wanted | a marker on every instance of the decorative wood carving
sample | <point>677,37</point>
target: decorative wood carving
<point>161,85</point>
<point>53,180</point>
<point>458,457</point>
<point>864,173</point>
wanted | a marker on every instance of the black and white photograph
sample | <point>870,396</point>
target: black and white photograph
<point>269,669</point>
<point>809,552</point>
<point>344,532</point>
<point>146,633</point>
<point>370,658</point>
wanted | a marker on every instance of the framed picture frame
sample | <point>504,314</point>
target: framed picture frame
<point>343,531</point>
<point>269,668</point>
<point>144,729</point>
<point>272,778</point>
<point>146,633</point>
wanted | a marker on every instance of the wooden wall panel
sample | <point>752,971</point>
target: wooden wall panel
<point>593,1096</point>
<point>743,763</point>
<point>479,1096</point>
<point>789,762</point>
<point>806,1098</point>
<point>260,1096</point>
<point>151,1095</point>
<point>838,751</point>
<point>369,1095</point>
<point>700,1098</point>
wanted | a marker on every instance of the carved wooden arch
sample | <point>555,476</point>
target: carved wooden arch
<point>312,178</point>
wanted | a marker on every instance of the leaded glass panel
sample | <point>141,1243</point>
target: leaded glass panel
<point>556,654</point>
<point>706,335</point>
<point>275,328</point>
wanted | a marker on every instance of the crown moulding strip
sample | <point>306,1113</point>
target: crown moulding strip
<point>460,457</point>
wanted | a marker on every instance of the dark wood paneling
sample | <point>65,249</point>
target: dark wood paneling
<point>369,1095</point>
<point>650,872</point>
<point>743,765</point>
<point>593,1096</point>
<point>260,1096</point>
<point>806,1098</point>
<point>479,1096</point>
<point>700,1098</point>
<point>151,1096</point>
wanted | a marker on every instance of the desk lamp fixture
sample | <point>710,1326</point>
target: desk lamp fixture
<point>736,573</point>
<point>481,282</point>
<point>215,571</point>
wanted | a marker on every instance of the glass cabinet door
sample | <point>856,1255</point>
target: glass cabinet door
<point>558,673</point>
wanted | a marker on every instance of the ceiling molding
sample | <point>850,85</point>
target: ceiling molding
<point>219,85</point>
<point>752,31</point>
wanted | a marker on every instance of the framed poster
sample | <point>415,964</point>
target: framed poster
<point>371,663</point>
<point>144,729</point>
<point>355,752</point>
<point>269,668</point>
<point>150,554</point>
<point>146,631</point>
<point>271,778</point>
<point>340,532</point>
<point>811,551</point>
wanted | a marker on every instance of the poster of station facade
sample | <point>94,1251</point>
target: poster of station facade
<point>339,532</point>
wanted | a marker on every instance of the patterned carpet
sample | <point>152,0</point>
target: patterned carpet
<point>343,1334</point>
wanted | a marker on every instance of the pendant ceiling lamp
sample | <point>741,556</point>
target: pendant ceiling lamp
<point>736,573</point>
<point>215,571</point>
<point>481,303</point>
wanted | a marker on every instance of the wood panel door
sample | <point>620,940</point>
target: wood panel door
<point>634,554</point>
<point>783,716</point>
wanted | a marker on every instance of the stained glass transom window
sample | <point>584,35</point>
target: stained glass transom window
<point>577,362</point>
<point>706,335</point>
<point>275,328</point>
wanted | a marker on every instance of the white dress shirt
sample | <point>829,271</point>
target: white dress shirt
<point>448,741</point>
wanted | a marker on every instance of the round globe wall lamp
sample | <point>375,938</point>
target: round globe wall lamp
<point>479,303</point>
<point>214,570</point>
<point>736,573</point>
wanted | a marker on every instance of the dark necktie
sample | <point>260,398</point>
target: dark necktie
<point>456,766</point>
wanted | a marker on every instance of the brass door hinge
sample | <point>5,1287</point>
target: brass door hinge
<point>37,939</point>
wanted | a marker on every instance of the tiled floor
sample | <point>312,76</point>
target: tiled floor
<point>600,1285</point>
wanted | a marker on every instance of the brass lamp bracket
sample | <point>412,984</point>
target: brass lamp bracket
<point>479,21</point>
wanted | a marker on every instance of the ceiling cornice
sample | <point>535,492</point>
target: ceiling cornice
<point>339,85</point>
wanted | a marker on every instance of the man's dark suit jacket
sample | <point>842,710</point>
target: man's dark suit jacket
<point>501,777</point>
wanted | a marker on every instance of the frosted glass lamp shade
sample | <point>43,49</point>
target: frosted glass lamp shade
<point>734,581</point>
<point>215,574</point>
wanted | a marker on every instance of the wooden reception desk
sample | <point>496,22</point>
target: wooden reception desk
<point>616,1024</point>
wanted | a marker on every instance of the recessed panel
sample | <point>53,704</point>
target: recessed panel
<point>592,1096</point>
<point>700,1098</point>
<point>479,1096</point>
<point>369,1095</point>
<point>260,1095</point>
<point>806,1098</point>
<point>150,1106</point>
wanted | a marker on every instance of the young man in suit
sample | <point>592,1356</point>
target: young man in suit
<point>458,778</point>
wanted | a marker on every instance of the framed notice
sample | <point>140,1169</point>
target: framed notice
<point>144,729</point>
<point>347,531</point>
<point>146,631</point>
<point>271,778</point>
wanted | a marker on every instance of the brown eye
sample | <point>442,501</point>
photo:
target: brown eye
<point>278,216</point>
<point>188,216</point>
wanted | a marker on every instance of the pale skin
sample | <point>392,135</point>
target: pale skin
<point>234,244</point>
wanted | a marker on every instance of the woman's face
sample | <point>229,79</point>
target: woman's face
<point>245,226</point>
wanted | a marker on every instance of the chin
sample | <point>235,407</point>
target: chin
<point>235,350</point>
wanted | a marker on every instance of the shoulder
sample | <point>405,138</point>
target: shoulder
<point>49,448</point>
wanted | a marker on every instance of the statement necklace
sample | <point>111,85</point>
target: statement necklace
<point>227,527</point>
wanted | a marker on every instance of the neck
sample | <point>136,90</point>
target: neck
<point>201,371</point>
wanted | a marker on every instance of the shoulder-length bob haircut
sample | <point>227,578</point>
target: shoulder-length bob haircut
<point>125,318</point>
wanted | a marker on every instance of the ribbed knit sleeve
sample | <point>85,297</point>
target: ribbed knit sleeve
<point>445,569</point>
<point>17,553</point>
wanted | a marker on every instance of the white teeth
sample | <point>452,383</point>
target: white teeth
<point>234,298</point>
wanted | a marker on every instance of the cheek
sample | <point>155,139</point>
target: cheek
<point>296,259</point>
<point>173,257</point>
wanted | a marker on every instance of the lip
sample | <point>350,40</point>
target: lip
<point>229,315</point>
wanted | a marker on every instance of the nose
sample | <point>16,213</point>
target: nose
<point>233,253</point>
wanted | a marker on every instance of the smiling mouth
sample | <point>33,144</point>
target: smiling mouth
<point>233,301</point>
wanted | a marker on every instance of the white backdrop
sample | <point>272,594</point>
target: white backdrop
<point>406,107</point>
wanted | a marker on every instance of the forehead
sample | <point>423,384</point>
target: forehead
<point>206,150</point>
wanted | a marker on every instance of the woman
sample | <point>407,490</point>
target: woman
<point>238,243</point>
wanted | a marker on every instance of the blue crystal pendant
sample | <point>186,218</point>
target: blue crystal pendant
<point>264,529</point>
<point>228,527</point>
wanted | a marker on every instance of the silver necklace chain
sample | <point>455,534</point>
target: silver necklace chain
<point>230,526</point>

**What this task involves:** When you copy the material, keep every line exactly as it stands.

**Result for this task:**
wanted | a marker on every instance of the decorative wood carving
sample | <point>677,37</point>
target: decorative wood carving
<point>161,85</point>
<point>53,180</point>
<point>458,457</point>
<point>864,173</point>
wanted | a marker on every instance of the black and white photograph
sample | <point>870,396</point>
target: black and white photograph
<point>269,669</point>
<point>809,552</point>
<point>344,532</point>
<point>146,633</point>
<point>370,658</point>
wanted | a marker on every instance of the framed picture frame
sample | <point>504,314</point>
target: framed picture frame
<point>343,531</point>
<point>269,668</point>
<point>144,729</point>
<point>272,778</point>
<point>146,633</point>
wanted | a marker on every instance of the wooden wall panel
sample | <point>752,971</point>
target: wooden wall panel
<point>593,1096</point>
<point>743,763</point>
<point>479,1096</point>
<point>789,762</point>
<point>806,1098</point>
<point>260,1096</point>
<point>151,1095</point>
<point>838,751</point>
<point>369,1095</point>
<point>700,1098</point>
wanted | a marker on every instance of the carved wooden arch
sample | <point>555,476</point>
target: carved wooden arch
<point>312,178</point>
wanted | a marker on every instance of the leaded glass panel
sample | <point>141,1243</point>
target: leaded glass panel
<point>556,654</point>
<point>706,335</point>
<point>275,328</point>
wanted | a marker on every instance of the crown moulding strip
sample | <point>306,1113</point>
target: crown moulding strip
<point>460,457</point>
wanted | a marker on every instance of the dark wood paneling
sample | <point>65,249</point>
target: dark wood paneling
<point>369,1095</point>
<point>650,872</point>
<point>743,765</point>
<point>593,1096</point>
<point>260,1096</point>
<point>806,1098</point>
<point>479,1096</point>
<point>700,1098</point>
<point>151,1096</point>
wanted | a marker on every instance of the desk lamp fixture
sample | <point>710,1326</point>
target: desk lamp fixture
<point>736,573</point>
<point>481,282</point>
<point>215,571</point>
wanted | a marker on every instance of the glass cabinet door
sample | <point>856,1255</point>
target: glass cabinet door
<point>558,673</point>
wanted | a marker on every instance of the ceiling molding
sample | <point>850,85</point>
target: ceiling molding
<point>219,85</point>
<point>752,31</point>
wanted | a marker on every instance of the framed poster
sample | <point>415,964</point>
target: framed poster
<point>371,663</point>
<point>144,729</point>
<point>355,752</point>
<point>269,668</point>
<point>150,554</point>
<point>146,631</point>
<point>271,778</point>
<point>340,532</point>
<point>811,551</point>
wanted | a marker on every instance of the poster of station facade
sample | <point>94,1251</point>
target: poster of station facade
<point>339,532</point>
wanted | a marker on every instance of the patterned carpet
sample | <point>152,0</point>
target: patterned carpet
<point>343,1334</point>
wanted | a marker on every instance of the pendant ceiling lamp
sample | <point>741,556</point>
target: pendant ceiling lamp
<point>736,573</point>
<point>215,571</point>
<point>481,303</point>
wanted | a marker on every instance of the wood panel door
sample | <point>620,940</point>
target: wood panel door
<point>634,554</point>
<point>783,716</point>
wanted | a marker on every instance of the stained glass transom window
sample | <point>584,35</point>
target: stained glass transom window
<point>577,362</point>
<point>706,335</point>
<point>275,328</point>
wanted | a marker on every instance of the white dress shirt
sample | <point>829,271</point>
target: white dress shirt
<point>448,741</point>
wanted | a marker on every instance of the round globe wall lamp
sample | <point>375,938</point>
target: round globe wall lamp
<point>479,303</point>
<point>214,570</point>
<point>736,573</point>
wanted | a marker on every instance of the dark necktie
sample | <point>260,398</point>
target: dark necktie
<point>456,766</point>
wanted | a marker on every instance of the brass door hinge
sample | <point>5,1287</point>
target: brass door hinge
<point>37,939</point>
wanted | a marker on every instance of the tiled floor
sample | <point>312,76</point>
target: tiled floor
<point>600,1285</point>
wanted | a marker on every instance of the brass lamp bracket
sample | <point>412,984</point>
target: brass lamp bracket
<point>479,21</point>
wanted | a marker on every instance of the ceiling cornice
sample | <point>535,492</point>
target: ceiling cornice
<point>339,85</point>
wanted | a marker on every instance of the man's dark suit jacket
sample | <point>842,710</point>
target: man's dark suit jacket
<point>501,777</point>
wanted | a marker on every instance of the frosted glass lamp shade
sample | <point>43,49</point>
target: frosted glass lamp shade
<point>734,581</point>
<point>215,574</point>
wanted | a marker on every instance of the wooden reception desk
sample | <point>496,22</point>
target: wooden reception desk
<point>616,1024</point>
wanted | a marker on every instance of the recessed panel
sample | <point>53,704</point>
target: recessed panel
<point>592,1096</point>
<point>700,1098</point>
<point>479,1096</point>
<point>369,1095</point>
<point>260,1095</point>
<point>806,1098</point>
<point>150,1106</point>
wanted | a marker on every instance of the young man in suit
sample | <point>592,1356</point>
target: young man in suit
<point>458,778</point>
wanted | a marker on every instance of the framed notice
sample | <point>140,1169</point>
target: framed notice
<point>144,729</point>
<point>347,531</point>
<point>146,631</point>
<point>271,778</point>
wanted | a marker on every instance of the brown eye
sample | <point>442,501</point>
photo:
target: brown eye
<point>278,216</point>
<point>188,216</point>
wanted | a marker on every instance of the pale skin
sample | <point>392,135</point>
target: pale skin
<point>234,244</point>
wanted | a marker on every instance of the woman's face
sample | <point>229,79</point>
target: woman's face
<point>245,226</point>
wanted | a marker on every instance of the chin
sample | <point>235,407</point>
target: chin
<point>235,350</point>
wanted | a marker on every instance of the shoulder
sample | <point>405,138</point>
target: shoulder
<point>49,448</point>
wanted | a marker on every instance of the statement necklace
sample | <point>111,85</point>
target: statement necklace
<point>227,527</point>
wanted | a marker on every instance of the neck
sample | <point>136,90</point>
target: neck
<point>201,371</point>
wanted | a marker on every instance of the shoulder-length bob haircut
sample | <point>227,578</point>
target: shoulder-length bob haircut
<point>125,318</point>
wanted | a marker on every instance of the ribbed knit sleeve
sample | <point>85,297</point>
target: ribbed knit sleeve
<point>445,569</point>
<point>17,553</point>
wanted | a marker on every instance of the white teeth
sample | <point>452,383</point>
target: white teeth
<point>234,298</point>
wanted | a marker on every instance of the cheek
sample | <point>155,139</point>
target: cheek
<point>296,259</point>
<point>173,257</point>
wanted | a marker on every instance of the lip
sample | <point>350,40</point>
target: lip
<point>229,315</point>
wanted | a marker on every instance of the nose
sample | <point>16,213</point>
target: nose
<point>233,253</point>
wanted | a marker on every instance of the smiling mouth
sample | <point>33,144</point>
target: smiling mouth
<point>233,301</point>
wanted | a marker on every instance of the white backdrop
sample | <point>272,594</point>
target: white backdrop
<point>406,107</point>
wanted | a marker on every instance of the forehead
sample | <point>423,384</point>
target: forehead
<point>206,150</point>
wanted | a marker on every instance of the woman
sample | <point>407,490</point>
target: woman
<point>238,243</point>
wanted | a marker on every instance of the blue crystal pendant
sample | <point>186,218</point>
target: blue crystal pendant
<point>264,529</point>
<point>228,527</point>
wanted | a marker on every instance of the silver necklace chain
sample | <point>455,534</point>
target: silver necklace chain
<point>230,526</point>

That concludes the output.